** BRIEF **
In the data below, swap "instance" for "occurrence" throughout the stretch from the line containing "Put a pin on every instance of the smartphone" through the end of the data, changing nothing else, and return those lines without the pictures.

** AVAILABLE DATA **
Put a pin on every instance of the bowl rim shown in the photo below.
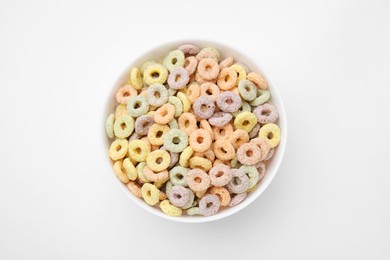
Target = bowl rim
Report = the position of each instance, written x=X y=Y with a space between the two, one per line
x=256 y=193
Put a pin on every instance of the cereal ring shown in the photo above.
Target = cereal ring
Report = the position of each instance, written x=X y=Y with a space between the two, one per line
x=118 y=149
x=138 y=150
x=173 y=60
x=164 y=114
x=150 y=194
x=220 y=175
x=119 y=172
x=178 y=196
x=208 y=69
x=157 y=95
x=156 y=134
x=136 y=78
x=227 y=79
x=239 y=182
x=209 y=205
x=155 y=73
x=123 y=126
x=220 y=119
x=143 y=124
x=189 y=49
x=229 y=101
x=204 y=107
x=247 y=90
x=175 y=140
x=258 y=80
x=222 y=194
x=177 y=175
x=198 y=180
x=185 y=156
x=200 y=140
x=271 y=133
x=137 y=106
x=245 y=121
x=158 y=160
x=210 y=90
x=124 y=93
x=238 y=138
x=169 y=209
x=155 y=176
x=110 y=126
x=262 y=97
x=178 y=78
x=237 y=199
x=190 y=65
x=187 y=123
x=224 y=150
x=266 y=113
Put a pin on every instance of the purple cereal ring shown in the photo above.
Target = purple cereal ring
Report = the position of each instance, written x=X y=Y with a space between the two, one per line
x=220 y=175
x=204 y=107
x=266 y=113
x=229 y=101
x=209 y=205
x=178 y=196
x=220 y=119
x=178 y=78
x=239 y=182
x=143 y=123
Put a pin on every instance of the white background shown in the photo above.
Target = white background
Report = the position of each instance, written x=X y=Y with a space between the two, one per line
x=330 y=61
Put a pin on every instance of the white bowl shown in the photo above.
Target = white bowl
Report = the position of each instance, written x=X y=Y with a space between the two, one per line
x=157 y=54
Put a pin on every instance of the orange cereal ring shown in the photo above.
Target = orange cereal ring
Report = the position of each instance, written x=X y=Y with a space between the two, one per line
x=200 y=140
x=164 y=114
x=224 y=150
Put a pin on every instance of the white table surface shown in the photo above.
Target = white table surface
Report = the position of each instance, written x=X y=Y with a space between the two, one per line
x=330 y=61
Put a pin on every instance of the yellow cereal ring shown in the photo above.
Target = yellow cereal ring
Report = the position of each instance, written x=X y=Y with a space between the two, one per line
x=130 y=169
x=156 y=134
x=271 y=133
x=150 y=194
x=169 y=209
x=118 y=149
x=185 y=156
x=138 y=150
x=158 y=160
x=245 y=121
x=184 y=99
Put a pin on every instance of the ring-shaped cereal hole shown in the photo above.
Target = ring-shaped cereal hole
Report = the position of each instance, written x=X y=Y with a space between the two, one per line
x=178 y=196
x=220 y=119
x=229 y=101
x=227 y=79
x=224 y=150
x=175 y=140
x=200 y=140
x=178 y=78
x=209 y=205
x=204 y=107
x=197 y=180
x=220 y=175
x=210 y=90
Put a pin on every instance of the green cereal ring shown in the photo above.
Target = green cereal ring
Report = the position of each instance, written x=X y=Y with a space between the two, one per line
x=110 y=125
x=137 y=106
x=123 y=126
x=155 y=73
x=177 y=176
x=173 y=60
x=176 y=102
x=262 y=97
x=175 y=140
x=247 y=90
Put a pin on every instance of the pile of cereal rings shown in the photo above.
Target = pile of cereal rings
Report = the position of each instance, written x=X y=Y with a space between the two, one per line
x=192 y=134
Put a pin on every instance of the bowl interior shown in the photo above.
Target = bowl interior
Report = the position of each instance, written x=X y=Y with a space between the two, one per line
x=158 y=54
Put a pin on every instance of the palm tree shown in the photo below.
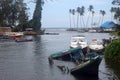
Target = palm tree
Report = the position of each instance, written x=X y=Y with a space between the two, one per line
x=70 y=11
x=82 y=11
x=92 y=17
x=90 y=10
x=103 y=13
x=100 y=17
x=112 y=10
x=73 y=13
x=78 y=11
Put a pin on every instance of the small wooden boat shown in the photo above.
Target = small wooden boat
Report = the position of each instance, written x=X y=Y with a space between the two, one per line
x=96 y=45
x=14 y=35
x=90 y=67
x=71 y=54
x=24 y=40
x=79 y=40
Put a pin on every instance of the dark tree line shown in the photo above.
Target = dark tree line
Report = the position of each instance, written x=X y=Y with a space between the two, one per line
x=13 y=13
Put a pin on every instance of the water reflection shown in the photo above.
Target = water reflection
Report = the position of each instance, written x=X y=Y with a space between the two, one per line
x=83 y=77
x=29 y=60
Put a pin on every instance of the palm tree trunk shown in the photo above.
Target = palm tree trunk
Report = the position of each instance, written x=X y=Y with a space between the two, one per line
x=77 y=20
x=70 y=20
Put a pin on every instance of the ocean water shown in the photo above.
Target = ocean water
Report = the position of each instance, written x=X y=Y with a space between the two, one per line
x=29 y=60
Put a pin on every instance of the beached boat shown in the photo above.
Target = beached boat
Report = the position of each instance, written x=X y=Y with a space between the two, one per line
x=90 y=67
x=79 y=40
x=96 y=45
x=13 y=34
x=6 y=39
x=71 y=54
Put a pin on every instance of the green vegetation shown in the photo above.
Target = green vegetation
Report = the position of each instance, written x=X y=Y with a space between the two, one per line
x=13 y=13
x=112 y=51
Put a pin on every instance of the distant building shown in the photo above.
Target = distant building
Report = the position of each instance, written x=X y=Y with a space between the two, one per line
x=5 y=29
x=108 y=26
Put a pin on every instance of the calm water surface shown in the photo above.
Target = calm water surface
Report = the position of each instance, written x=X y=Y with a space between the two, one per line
x=29 y=60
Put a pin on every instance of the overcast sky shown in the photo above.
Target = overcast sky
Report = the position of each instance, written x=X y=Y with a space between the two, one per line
x=56 y=12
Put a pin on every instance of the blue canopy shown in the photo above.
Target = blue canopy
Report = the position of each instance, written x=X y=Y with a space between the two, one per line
x=108 y=24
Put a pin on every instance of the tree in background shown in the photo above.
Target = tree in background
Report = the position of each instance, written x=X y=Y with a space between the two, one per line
x=90 y=10
x=70 y=16
x=116 y=10
x=73 y=13
x=35 y=22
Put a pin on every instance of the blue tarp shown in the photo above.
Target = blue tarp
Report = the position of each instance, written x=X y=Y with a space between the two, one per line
x=108 y=24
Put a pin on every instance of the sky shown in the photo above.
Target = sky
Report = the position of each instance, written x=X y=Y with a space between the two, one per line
x=55 y=13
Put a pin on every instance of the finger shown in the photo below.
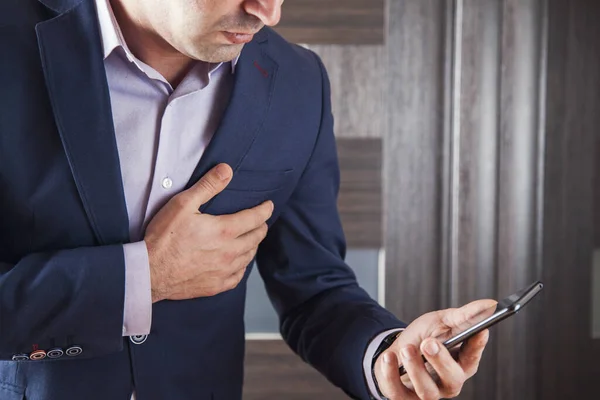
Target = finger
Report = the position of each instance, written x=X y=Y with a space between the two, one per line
x=252 y=239
x=471 y=353
x=449 y=372
x=211 y=184
x=425 y=386
x=234 y=279
x=470 y=314
x=388 y=378
x=242 y=222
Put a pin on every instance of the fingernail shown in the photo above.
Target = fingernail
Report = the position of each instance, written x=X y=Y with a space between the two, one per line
x=222 y=172
x=406 y=353
x=387 y=358
x=431 y=347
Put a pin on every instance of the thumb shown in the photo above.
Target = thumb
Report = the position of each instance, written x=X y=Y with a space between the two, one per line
x=211 y=184
x=470 y=314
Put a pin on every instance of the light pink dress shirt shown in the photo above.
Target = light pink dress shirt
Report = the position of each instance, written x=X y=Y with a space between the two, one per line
x=161 y=134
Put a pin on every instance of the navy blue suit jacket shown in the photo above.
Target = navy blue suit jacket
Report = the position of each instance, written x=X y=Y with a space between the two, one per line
x=64 y=220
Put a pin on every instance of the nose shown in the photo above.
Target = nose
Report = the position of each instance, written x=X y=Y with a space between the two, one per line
x=268 y=11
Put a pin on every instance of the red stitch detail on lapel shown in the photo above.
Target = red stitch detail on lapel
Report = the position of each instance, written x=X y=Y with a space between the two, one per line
x=261 y=69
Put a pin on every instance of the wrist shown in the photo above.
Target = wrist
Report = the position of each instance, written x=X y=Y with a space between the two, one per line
x=157 y=288
x=385 y=344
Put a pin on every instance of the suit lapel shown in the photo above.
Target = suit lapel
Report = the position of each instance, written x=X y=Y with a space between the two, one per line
x=71 y=53
x=255 y=76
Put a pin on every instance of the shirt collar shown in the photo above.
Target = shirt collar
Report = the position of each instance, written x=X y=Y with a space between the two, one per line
x=112 y=36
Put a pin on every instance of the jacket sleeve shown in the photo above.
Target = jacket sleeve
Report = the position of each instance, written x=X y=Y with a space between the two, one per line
x=325 y=317
x=63 y=300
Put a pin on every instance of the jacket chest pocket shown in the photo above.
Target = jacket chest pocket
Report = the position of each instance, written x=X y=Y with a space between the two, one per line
x=249 y=189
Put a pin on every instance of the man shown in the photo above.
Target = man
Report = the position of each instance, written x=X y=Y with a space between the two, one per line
x=149 y=150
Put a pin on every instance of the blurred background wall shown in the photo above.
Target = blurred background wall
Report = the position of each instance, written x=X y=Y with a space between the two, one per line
x=467 y=136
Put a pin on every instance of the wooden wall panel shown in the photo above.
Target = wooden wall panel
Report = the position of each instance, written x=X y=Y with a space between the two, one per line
x=274 y=372
x=358 y=86
x=470 y=234
x=489 y=169
x=412 y=156
x=333 y=21
x=572 y=131
x=360 y=199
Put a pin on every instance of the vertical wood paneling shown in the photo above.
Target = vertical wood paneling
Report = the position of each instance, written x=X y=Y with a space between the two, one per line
x=358 y=84
x=569 y=360
x=333 y=21
x=274 y=372
x=473 y=269
x=522 y=38
x=412 y=155
x=360 y=201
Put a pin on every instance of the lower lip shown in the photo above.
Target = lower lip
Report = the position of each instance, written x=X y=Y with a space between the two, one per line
x=238 y=38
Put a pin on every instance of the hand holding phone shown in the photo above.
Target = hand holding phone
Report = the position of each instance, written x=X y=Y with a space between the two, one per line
x=504 y=309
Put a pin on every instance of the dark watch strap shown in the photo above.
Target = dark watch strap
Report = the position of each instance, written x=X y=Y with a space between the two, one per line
x=385 y=344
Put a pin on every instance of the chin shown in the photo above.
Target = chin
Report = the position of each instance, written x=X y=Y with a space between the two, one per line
x=217 y=53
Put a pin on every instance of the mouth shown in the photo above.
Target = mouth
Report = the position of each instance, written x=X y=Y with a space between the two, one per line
x=238 y=38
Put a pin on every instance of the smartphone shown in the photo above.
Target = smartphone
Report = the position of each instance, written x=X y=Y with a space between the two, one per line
x=505 y=308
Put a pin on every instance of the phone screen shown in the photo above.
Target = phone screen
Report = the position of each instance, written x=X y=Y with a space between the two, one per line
x=505 y=308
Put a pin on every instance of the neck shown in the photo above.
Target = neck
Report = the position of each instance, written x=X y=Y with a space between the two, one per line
x=149 y=47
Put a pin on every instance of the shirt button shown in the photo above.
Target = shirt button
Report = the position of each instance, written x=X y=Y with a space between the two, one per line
x=167 y=183
x=55 y=353
x=74 y=351
x=37 y=355
x=138 y=339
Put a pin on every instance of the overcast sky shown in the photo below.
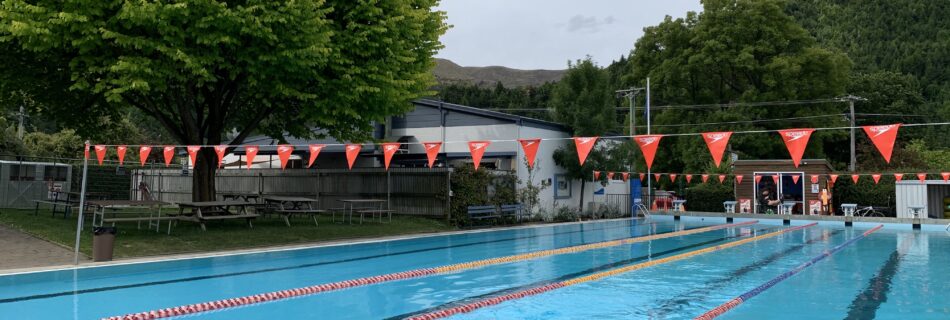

** RESPONSE BELOW **
Put a pin on every occurrence of the smartphone shown in the photo above.
Target = smartphone
Report = the position of each occurrence, written x=X y=Y with a space between the two, one per line
x=505 y=308
Put a pin on every occurrence of the phone screen shown in the photo above.
Target = phone screen
Report = the position of each occurrence, written x=X y=Y with a space between the two, one per line
x=505 y=308
Put a pin on every occurrence of the neck shown in the photo above.
Target = neck
Report = the position of each occurrence, written x=X y=Y with a space between the two, one per line
x=149 y=47
Put a pin on every occurrence of the shirt button shown in the photo above.
Target = shirt button
Report = the position of each occurrence, written x=X y=Y with a space between the two, one per line
x=167 y=183
x=55 y=353
x=74 y=351
x=37 y=355
x=138 y=339
Put a pin on every occurrence of the overcast sky shown in the photo below.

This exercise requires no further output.